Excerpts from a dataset
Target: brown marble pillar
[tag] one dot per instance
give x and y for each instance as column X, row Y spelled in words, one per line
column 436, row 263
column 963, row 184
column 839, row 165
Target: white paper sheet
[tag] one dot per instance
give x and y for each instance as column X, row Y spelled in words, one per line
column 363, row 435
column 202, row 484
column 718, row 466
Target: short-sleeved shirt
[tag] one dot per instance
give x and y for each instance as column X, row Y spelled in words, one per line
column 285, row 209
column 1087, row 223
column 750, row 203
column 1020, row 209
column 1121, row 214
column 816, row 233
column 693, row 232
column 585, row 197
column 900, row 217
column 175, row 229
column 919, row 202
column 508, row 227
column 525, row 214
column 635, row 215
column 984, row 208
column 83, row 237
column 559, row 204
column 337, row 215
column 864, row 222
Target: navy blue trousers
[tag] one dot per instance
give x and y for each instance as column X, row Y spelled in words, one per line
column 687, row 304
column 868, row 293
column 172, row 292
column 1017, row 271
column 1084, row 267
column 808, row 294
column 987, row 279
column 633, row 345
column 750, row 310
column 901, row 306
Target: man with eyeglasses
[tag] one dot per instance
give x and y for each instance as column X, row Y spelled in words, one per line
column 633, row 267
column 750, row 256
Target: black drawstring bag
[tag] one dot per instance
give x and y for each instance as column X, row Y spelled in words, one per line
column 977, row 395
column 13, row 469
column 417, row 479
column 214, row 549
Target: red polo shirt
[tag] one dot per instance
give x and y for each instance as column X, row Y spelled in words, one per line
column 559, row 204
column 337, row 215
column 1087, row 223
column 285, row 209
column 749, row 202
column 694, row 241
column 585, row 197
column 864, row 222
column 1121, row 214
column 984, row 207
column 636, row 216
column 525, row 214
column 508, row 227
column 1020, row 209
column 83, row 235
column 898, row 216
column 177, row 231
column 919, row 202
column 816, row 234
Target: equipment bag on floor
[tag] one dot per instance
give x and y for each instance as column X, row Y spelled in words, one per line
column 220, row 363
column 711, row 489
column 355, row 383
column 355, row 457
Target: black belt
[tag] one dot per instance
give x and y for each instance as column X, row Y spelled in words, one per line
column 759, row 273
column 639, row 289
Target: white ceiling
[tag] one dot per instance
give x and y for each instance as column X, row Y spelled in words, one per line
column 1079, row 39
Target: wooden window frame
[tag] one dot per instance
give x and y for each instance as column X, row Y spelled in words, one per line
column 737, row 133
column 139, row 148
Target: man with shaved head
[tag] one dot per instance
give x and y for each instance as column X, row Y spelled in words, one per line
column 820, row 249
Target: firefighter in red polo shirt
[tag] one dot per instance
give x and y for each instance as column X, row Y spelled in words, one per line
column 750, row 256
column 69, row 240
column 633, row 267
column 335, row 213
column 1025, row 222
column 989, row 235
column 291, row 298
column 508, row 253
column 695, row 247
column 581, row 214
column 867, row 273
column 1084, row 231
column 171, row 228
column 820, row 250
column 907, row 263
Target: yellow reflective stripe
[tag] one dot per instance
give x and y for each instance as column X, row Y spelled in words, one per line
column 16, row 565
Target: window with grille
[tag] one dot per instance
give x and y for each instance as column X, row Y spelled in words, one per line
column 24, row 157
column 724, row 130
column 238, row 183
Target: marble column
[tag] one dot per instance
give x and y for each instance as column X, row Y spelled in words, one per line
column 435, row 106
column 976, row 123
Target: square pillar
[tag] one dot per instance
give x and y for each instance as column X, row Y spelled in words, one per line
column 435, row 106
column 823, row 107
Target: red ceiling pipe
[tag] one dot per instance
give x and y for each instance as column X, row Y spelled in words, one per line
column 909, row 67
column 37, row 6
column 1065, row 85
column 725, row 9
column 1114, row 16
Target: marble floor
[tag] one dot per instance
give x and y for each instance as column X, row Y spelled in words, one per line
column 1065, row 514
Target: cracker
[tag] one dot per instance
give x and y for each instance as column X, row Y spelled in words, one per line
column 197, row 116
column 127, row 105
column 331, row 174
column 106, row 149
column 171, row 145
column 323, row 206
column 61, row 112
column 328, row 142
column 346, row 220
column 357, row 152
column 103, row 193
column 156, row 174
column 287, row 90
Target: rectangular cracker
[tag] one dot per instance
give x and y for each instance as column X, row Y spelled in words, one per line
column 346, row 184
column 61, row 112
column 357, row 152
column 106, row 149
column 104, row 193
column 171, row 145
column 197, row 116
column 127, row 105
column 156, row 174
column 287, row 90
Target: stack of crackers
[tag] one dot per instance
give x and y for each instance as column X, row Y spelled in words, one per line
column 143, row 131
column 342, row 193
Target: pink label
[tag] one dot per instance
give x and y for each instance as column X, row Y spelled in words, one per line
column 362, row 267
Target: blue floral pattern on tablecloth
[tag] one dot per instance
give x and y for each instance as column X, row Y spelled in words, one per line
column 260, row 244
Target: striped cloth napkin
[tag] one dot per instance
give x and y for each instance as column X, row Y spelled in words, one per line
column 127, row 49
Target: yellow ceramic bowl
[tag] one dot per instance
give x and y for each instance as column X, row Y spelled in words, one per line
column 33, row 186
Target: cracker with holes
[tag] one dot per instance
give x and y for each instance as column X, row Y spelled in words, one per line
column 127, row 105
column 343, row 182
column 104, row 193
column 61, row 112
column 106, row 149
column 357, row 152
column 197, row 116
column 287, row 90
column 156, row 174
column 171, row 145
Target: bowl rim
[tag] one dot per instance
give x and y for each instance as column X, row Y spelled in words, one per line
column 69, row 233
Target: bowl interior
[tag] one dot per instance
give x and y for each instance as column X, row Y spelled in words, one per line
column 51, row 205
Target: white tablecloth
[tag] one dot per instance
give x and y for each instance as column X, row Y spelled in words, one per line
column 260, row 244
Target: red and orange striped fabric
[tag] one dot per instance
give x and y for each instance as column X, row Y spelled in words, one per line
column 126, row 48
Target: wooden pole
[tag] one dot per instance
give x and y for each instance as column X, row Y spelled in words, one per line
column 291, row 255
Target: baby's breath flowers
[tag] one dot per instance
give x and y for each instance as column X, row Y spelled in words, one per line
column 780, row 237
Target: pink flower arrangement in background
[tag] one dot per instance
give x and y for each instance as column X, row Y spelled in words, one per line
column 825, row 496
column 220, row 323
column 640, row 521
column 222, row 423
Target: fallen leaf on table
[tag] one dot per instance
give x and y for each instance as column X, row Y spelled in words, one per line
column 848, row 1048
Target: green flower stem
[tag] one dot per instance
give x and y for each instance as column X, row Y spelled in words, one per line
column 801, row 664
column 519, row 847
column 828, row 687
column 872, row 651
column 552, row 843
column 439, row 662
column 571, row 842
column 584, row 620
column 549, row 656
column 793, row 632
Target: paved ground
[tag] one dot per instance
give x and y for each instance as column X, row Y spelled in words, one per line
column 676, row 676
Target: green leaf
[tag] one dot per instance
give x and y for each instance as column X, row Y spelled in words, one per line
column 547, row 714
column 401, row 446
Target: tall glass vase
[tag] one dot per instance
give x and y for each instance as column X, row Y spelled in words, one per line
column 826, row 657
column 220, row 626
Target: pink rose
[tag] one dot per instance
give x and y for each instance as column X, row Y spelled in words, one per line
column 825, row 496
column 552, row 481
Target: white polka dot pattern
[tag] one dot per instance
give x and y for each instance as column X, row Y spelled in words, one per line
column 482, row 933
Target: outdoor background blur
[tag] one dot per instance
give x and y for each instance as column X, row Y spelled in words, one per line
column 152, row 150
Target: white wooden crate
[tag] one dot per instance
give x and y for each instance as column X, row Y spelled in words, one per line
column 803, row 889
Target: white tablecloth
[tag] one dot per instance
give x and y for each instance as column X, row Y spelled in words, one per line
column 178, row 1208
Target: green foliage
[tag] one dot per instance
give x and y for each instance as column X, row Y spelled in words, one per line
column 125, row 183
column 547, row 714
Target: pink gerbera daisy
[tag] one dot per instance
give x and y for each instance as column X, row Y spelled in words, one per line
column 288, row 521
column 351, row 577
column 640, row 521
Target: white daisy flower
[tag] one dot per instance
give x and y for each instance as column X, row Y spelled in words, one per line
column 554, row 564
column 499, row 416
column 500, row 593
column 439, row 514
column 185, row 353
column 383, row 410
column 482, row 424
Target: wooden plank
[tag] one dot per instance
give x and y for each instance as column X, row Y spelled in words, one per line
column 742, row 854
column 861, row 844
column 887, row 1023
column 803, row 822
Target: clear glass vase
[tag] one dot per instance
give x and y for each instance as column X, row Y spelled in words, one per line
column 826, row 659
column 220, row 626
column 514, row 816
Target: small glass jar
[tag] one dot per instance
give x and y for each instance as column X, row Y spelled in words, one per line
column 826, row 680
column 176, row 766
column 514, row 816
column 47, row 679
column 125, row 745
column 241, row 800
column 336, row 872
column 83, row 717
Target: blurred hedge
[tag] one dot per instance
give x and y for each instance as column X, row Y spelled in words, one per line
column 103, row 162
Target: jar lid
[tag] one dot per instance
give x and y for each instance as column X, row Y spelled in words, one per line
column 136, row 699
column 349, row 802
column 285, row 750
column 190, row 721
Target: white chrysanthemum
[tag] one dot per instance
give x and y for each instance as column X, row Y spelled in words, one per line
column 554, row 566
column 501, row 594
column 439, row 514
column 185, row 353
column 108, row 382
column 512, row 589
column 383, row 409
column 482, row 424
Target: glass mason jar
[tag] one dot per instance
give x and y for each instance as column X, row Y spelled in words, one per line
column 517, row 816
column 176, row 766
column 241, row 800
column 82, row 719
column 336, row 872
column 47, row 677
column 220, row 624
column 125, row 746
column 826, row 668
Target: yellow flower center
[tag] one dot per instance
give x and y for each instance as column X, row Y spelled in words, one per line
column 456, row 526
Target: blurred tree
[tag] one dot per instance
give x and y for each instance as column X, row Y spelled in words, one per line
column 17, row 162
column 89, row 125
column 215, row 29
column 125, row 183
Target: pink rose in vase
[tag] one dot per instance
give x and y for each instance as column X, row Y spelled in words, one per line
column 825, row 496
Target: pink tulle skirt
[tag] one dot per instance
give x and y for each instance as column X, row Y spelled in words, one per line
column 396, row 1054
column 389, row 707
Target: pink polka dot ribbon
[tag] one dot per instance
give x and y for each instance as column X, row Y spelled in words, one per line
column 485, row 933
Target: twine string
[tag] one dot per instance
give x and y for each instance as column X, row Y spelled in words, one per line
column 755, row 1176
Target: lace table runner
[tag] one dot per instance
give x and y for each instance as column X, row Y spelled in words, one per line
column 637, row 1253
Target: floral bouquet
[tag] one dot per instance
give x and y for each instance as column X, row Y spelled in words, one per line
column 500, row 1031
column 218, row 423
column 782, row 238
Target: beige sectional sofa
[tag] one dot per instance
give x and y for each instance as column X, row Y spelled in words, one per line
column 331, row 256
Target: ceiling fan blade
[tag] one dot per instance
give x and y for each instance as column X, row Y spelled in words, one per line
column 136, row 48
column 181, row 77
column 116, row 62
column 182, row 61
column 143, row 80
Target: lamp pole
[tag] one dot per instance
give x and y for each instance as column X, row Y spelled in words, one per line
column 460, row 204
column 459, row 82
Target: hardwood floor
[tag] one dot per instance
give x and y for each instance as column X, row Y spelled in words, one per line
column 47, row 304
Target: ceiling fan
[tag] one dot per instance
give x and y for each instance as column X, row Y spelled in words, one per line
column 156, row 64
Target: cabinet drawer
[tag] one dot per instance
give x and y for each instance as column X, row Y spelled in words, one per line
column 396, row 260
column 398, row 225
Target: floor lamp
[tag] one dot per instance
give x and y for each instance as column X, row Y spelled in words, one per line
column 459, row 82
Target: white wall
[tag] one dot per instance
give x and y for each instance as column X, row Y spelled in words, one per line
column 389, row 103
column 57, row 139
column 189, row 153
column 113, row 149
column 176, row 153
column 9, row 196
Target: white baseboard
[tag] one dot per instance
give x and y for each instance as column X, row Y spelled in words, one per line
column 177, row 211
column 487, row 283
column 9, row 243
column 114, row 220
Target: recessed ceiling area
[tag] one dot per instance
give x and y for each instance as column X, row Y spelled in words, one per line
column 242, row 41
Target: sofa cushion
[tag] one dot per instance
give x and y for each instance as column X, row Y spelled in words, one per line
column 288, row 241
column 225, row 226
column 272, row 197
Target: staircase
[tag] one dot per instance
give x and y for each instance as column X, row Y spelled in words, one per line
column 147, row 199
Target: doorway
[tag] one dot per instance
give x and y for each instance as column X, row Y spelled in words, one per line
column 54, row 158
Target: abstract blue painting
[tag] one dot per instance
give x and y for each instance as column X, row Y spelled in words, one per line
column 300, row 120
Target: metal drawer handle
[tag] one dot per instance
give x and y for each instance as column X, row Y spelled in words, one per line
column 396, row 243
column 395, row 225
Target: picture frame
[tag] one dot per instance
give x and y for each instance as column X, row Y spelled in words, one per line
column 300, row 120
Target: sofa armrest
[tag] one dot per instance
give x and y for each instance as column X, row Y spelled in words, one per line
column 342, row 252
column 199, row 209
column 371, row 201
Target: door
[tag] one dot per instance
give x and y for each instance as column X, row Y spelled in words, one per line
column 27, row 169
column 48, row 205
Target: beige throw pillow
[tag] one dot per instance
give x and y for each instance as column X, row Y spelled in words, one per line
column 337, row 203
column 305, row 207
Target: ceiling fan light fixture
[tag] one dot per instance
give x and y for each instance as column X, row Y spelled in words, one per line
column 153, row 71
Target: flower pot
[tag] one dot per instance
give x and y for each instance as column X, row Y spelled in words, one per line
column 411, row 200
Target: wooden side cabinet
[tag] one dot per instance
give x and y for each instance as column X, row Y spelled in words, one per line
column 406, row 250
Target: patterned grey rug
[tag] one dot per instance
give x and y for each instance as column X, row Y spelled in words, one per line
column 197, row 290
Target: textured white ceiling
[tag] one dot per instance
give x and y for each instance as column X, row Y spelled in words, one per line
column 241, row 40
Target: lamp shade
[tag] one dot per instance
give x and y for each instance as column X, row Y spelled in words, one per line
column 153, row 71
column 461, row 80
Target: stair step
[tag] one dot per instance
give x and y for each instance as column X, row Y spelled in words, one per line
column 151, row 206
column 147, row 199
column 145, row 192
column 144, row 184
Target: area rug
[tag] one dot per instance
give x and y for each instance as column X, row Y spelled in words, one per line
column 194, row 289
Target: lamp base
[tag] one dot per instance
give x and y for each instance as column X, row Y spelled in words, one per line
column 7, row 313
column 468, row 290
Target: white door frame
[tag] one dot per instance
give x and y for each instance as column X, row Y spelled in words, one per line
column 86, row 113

* [Required action]:
In the data above, retype exactly and only the lines between the one holding "Target: tall glass vase" and the one holding "Target: white polka dot pattern", inclusive.

* [Problem solution]:
Target: tall glass vase
[tag] one dot per instance
give x and y for each instance as column X, row Y spelled in words, one per line
column 826, row 657
column 220, row 626
Target: pink rose
[tag] one dot per instance
give x and y for each instance as column X, row Y spelled in words, one per line
column 825, row 496
column 552, row 481
Target: white polka dot pattern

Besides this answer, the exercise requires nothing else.